How long? The silica-based formula of this product enables it to last for a full month in good weather. Give it a full week if you constantly drive in heavy rain. If you happen to prefer a tyre dressing that requires infrequent applications, nothing beats the glossy shine and staying power of the Meguiar’s Endurance Tyre Gel.
But there’s also one thing that makes this tyre dressing the best of the best: the price. As if being the best and most durable is not enough, it also happens the Meguiar’s Endurance Tyre Gel won’t leave a huge dent in your budget.
This tyre dressing is also highly versatile. You can apply multiple coats if you want the tyres to shine like a diamond. If you wish a more subdued finish, simply allow the tyre gel to cling for ten minutes and wipe off the excess using a microfiber towel. This final step will also prevent slinging the gel on the rocker panels in your car.
When it comes to the best look tyre dressings, it is hard to find a better product than the Meguiar’s Endurance High Gloss Tyre Gel. It has excellent hydrophobic properties and can even repel mud on the tyres!
2) CarPro PERL Plastic, Engine, Rubber, Leather Treatment
The CarPro PERL is not strictly a tyre dressing. It is formulated to protect, restore, and beautify plastic, rubber, vinyl, and leather surfaces on both the interior and exterior of your vehicle. Unlike the previous tyre dressings in this list, the CarPro PERL combines a water-based formula with the UV protection of silicon-dioxide.
This does mean that the CarPro PERL is not as glossy as the Adam’s or the Meguiar’s. It leaves behind a slightly glossy and satin-like finish without the greasy appearance of lesser-known tyre dressings.
However, the CarPro PERL is the most expensive tyre dressing in this list. But unlike others, this product can be used on a multitude of surfaces. It is a concentrated formula that needs to be diluted in water when used on external parts of the vehicle. If you want to use this product on the tyres, CarPro recommends using the product full strength.
Water-based tyre dressings are less prone to slinging, and the CarPro PERL is no exemption. While it may not leave an intense glossy shine, it doesn’t sling as much and is the most versatile of the three, offering up great value.
Check out the full CarPro Perl review here!
3) Adam’s Tire Shine
The Adam’s Tire Shine is a silicon-based formula that offers lasting protection against tyre blooming. This product is also formulated to bring a deep and glossy shine to freshly cleaned tyres.
I have to admit this product doesn’t last as long as the Meguiar’s tyre gel, but not by much. What I really like about this tyre dressing is the finish. Where the Meguiar’s has a tendency to look thick and sticky (especially after applying multiple coats), the Adam’s Tire Shine leaves a nice and even glossy sheen after curing.

- TASKS AND EXERCISES
- A) Revise the tyre dressing review between "Water-based tyre dressings" and "up great value.", inclusive, replacing "versatile" with "adaptable".
- B) According to the tyre dressing review, which surfaces is the CarPro PERL formulated to protect, restore, and beautify?
The material after this review comes from a separate source.

- PROVIDED MATERIAL
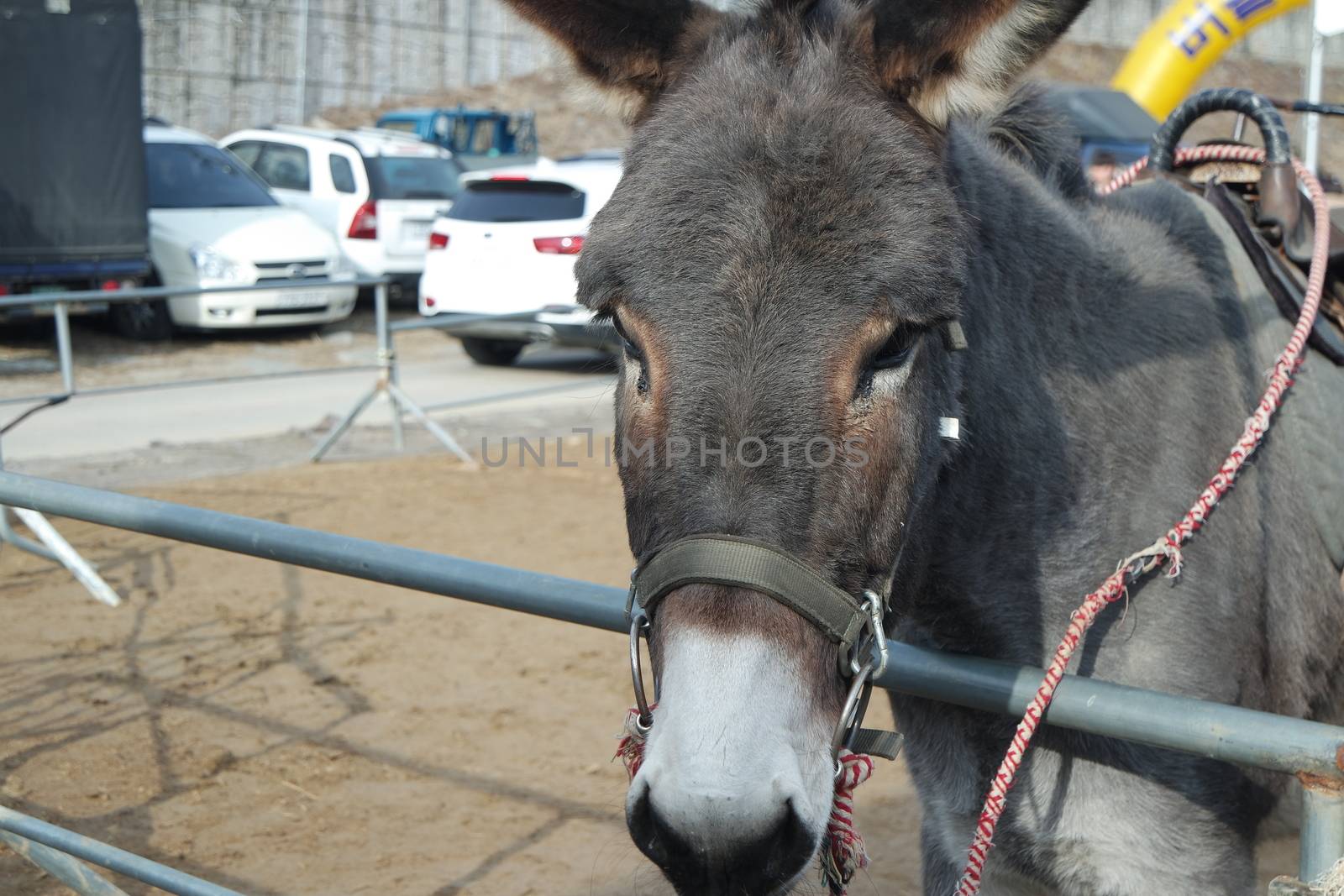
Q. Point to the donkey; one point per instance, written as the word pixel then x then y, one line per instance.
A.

- RESPONSE LIST
- A)
Water-based tyre dressings are less prone to slinging, and the CarPro PERL is no exemption. While it may not leave an intense glossy shine, it doesn’t sling as much and is the most adaptable of the three, offering up great value.

- B) Plastic, rubber, vinyl, and leather.